PROBLEM DESCRIPTION:
Summarize the forum thread below, about translating a Java ArrayList to C++, in three sentences.

CODEWITHSUNDEEP
javac++arraysporting
user1185305
user1185305

Reputation: 895

Java ArrayList converted to C++

I have an ArrayList

ArrayList[][] gridList = new ArrayList[300][150];
// Where a and b are some values in the range of the ArrayList.
ArrayList al = this.gridList[a][b];

How could this be translated to C++ ?? I've tried using std::vector or std::map, std::array. I just can't get it to work.

ArrayList al = this.gridList[a][b];

What does that line actually do?

Does it create an array of size ??

ArrayList al = new ArrayList[a][b]

or maybe it copies the values of "a" and "b" in to the new ArrayList "al" ?

Please help

Upvotes: 1

Views: 1108

Answers (3)

didierc
didierc

Reputation: 14730

Your code doesn't do what you think it does.

 ArrayList[][] gridList = new ArrayList[300][150];

This first line allocates an array of array of ArrayList. 

 ArrayList al = this.gridList[a][b];

This second line retrieves the ArrayList at offset b in the array at offset a in the array gridList. You should be aware that your code doesn't initialize either arrays.

The equivalent type in C++ could be:

#include <vector>
#include <array>

std::array< std::array< std::vector<T>, 150>, 300> gridList;

where T is the type of the element stored in the vectors. Note that Java prior to generics only allowed to define ArrayList without specifying the element type, which is pretty much what your code does. In C++, this parameter is mandatory. The above variable definition will instantiate it for the current scope. you will need to use a new statement for a dynamic value (as in Java), and probably wrap it with a smart pointer.

To access an element of the grid, you can use the [] operator:

 vector v = gridList[a][b];

Beware that this will trigger a full copy of the vector content in the grid at position < a,b > into v. As suggested, a more efficient way would be to write:

auto const &al = gridList[a][b];

Again, the memory model used by Java is very dynamic, so if you want code closer in behaviour to the Java version, you would probably have something like:

 #include<memory>

 typedef std::vector<int> i_vector;
 typedef std::shared_ptr<i_vector> i_vector_ptr;
 typedef std::array< std::array< i_vector_ptr>, 150>, 300> vector_grid;

 typedef std::shared_ptr<vector_grid> vector_grid_ptr;

 vector_grid_ptr gridList;

 i_vector_ptr al = (*gridList)[a][b];

with type T being int, and each component of the grid type clearly defined. You still have to allocate the grid and each element (ie. i_vector here).

PROVIDED MATERIAL:

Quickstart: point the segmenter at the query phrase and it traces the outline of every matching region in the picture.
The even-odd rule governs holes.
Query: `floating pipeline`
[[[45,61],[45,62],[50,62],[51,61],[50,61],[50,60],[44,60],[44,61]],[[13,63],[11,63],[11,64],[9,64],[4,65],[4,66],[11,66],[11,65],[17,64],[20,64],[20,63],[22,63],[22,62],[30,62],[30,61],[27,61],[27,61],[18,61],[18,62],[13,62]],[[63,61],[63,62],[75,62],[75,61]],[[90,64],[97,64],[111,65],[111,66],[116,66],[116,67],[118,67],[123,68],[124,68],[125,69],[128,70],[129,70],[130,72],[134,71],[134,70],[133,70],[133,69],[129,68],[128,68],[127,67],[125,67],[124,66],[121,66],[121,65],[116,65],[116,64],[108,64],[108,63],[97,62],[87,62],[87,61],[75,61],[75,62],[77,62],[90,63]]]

EXERCISE RESULT:
The question asks how to translate into C++ a Java array of arrays of ArrayList and the line that retrieves one ArrayList from it, noting that attempts with std::vector, std::map and std::array did not work. The reply explains that the first line allocates an array of array of ArrayList and that the second retrieves the ArrayList at offset b in the array at offset a, with neither array initialized. It proposes a C++ equivalent built from std::array of std::array of std::vector<T>, suggests a const reference to avoid a full copy of the vector, and offers a version using shared_ptr for behavior closer to Java, in which the grid and each element still have to be allocated.